YOUR OBJECTIVE:
Starting at the top of the items and stopping after the line that has "box: [177, 100, 212, 128]", give those lines as a numbered list. Skip any blank lines and leave out the pictures.

....

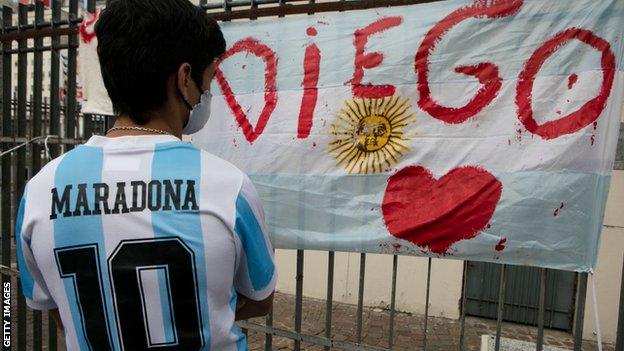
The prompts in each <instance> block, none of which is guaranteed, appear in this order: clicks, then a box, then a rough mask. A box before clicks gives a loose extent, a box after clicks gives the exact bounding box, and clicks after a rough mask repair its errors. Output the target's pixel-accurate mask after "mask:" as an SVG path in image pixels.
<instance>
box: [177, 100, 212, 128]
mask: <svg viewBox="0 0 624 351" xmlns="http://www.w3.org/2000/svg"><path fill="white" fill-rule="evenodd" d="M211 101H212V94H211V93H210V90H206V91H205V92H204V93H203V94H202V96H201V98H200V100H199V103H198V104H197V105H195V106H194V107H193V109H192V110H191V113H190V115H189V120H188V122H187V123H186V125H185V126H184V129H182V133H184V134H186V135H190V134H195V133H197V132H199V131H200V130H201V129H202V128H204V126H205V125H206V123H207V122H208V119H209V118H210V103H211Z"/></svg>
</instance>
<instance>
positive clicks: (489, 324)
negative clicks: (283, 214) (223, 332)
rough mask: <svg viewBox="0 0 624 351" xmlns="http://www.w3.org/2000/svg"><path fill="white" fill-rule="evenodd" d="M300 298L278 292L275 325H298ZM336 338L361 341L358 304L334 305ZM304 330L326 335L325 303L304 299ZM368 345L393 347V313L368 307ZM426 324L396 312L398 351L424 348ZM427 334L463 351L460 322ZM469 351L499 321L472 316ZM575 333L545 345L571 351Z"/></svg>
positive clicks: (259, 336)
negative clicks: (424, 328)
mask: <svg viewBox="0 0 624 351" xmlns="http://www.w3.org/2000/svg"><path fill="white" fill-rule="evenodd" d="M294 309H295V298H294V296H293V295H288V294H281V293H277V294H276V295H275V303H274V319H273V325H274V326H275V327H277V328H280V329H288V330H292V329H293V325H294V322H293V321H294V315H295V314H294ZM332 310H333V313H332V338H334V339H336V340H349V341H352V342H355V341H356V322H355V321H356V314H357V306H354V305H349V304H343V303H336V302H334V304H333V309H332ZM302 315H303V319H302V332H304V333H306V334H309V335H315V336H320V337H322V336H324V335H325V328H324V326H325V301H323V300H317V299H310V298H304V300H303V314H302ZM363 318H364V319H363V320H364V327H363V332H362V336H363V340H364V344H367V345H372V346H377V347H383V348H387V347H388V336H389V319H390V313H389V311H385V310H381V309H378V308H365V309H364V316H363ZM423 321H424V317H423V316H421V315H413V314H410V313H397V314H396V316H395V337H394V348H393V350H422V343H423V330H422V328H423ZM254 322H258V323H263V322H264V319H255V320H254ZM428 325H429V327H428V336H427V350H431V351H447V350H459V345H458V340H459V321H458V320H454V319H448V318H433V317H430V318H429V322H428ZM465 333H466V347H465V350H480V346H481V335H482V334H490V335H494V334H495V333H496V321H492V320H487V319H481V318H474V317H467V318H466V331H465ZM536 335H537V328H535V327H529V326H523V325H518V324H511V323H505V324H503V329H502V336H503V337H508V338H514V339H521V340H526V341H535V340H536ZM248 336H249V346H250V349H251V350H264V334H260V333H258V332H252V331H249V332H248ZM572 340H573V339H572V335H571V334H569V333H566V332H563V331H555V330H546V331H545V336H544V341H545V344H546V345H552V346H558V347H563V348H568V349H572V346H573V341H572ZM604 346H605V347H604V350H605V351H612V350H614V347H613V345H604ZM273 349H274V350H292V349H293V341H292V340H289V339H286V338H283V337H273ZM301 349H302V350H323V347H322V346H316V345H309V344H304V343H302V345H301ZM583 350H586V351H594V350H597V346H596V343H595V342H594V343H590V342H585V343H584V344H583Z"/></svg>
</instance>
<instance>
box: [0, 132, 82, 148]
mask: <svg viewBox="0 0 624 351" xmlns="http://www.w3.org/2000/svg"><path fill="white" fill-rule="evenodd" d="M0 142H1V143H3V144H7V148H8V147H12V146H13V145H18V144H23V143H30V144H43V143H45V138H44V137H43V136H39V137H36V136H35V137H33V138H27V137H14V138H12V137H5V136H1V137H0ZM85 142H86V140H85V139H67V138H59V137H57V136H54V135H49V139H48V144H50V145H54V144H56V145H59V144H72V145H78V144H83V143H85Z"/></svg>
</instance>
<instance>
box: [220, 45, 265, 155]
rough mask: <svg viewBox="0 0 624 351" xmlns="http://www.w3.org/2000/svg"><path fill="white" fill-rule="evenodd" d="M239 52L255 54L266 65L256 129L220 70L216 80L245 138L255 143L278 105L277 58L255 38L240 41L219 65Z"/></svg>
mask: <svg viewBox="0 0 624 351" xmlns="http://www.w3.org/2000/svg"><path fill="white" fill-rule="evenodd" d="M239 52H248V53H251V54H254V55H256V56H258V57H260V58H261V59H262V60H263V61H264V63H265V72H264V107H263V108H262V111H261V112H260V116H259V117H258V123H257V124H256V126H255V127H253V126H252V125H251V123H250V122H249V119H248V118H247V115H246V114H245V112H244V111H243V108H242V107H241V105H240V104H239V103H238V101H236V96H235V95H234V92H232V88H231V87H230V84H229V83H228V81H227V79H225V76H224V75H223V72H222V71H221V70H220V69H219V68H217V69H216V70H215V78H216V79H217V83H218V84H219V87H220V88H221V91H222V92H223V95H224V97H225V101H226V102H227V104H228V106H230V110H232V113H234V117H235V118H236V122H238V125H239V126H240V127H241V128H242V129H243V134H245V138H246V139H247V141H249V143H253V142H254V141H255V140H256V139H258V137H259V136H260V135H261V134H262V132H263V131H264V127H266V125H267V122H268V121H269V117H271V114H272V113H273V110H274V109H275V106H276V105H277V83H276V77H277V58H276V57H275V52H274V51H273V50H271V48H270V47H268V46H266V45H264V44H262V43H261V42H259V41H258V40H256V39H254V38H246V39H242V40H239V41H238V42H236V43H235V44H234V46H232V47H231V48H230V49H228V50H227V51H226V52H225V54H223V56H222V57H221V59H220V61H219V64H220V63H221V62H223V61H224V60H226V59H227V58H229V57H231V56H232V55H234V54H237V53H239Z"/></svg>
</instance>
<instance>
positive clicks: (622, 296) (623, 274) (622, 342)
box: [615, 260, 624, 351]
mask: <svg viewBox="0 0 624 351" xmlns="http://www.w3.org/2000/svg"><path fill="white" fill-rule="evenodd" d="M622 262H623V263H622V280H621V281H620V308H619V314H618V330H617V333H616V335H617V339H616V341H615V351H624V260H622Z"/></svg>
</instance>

....

SOLUTION BELOW:
1. The prompts in each <instance> block, none of which is guaranteed, appear in this order: clicks, then a box, then a rough mask. A box before clicks gives a loose extent, a box after clicks gives the exact bounding box, and clicks after a rough mask repair its errors. Output the target's pixel-accurate mask after "mask:" as an SVG path in image pixels.
2. <instance>
3. box: [177, 100, 212, 128]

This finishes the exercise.